- What to produce -
Copy each of these items line for line.

____ Items

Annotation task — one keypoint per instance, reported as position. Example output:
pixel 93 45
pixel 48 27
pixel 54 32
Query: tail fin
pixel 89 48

________

- Written answer -
Annotation task — one keypoint per instance, reported as position. Example output:
pixel 93 45
pixel 48 27
pixel 54 32
Query: tail fin
pixel 89 48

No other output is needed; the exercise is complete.